• **Dataset records**:
········

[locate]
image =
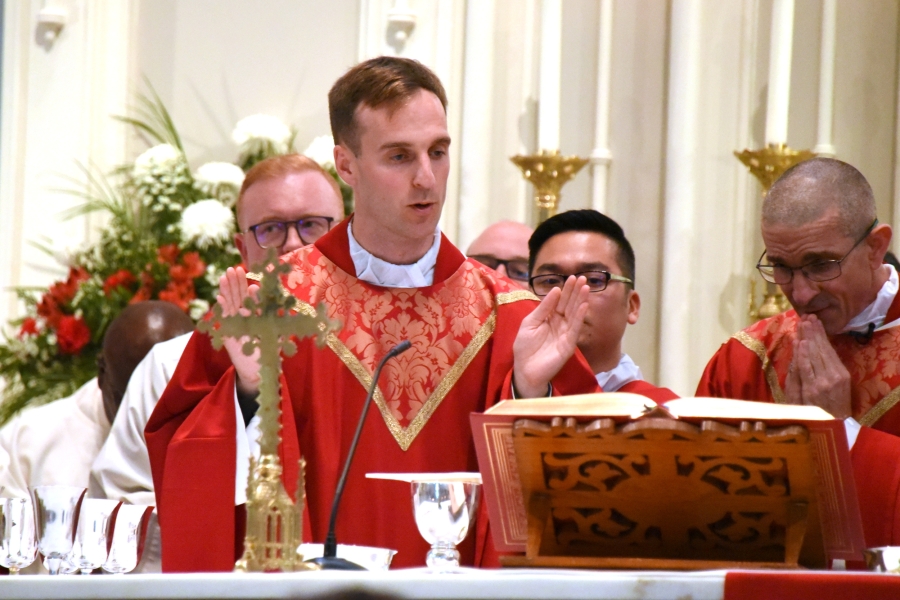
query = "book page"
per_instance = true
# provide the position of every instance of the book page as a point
(605, 404)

········

• **Objective**: Copy out all of the data above line for line, without the picture.

• **Output for this task**:
[locate]
image =
query = "book page"
per_instance = true
# provide the position of every instance of the book page as a point
(605, 404)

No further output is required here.